### Passage to read
[start]

We have painfully but surely been able to reassess ascetical/pastoral theology surrounding chattel slavery and its civil remains, precisely because Scriptures are not a rulebook on all manner of life. We have been able to live with being adult Christians and the contentions this often brings. We have begun to undergo the struggling grace of seeing in sisters, daughters, mothers that same Christ. And not without a lot of heat. Can we sit with grace long enough to discover what it is sin hath wrought and grace undoing regarding human sexuality, not just, that of “those people” but of our own?

[end]

### Supplied data
[start]

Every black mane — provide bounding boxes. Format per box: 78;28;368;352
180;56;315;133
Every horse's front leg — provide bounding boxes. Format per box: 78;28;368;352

[end]

### To be done
Extend the passage on Scripture, grace, and human sexuality with the next few sentences. The lines above play no part in what comes next.

### Exercise output
I would suggest that the proposed Covenant may address some of these matters without actually providing the spacious framework of informative/interpretive challenging and correcting diversity that has prevented us from falling into traps. My grave reservation is precisely and largely so because the want of those most adamant about the Covenant is largely encapsulated in Section IV. The intent of this section is juridical and even punitive, and may unnecessarily cut off the informative/interpretive diversity needed for sharing salvation with others in our time. We may yet have our own Galileo should we go this route. But even that broken-ness, I trust, God can and will turn to grace dare we give away our member-ed-ness for pottage. It is precisely when we are broken most open that God’s grace takes our want for consistency and shows us God’s own Beauty: “Blessed is this One.”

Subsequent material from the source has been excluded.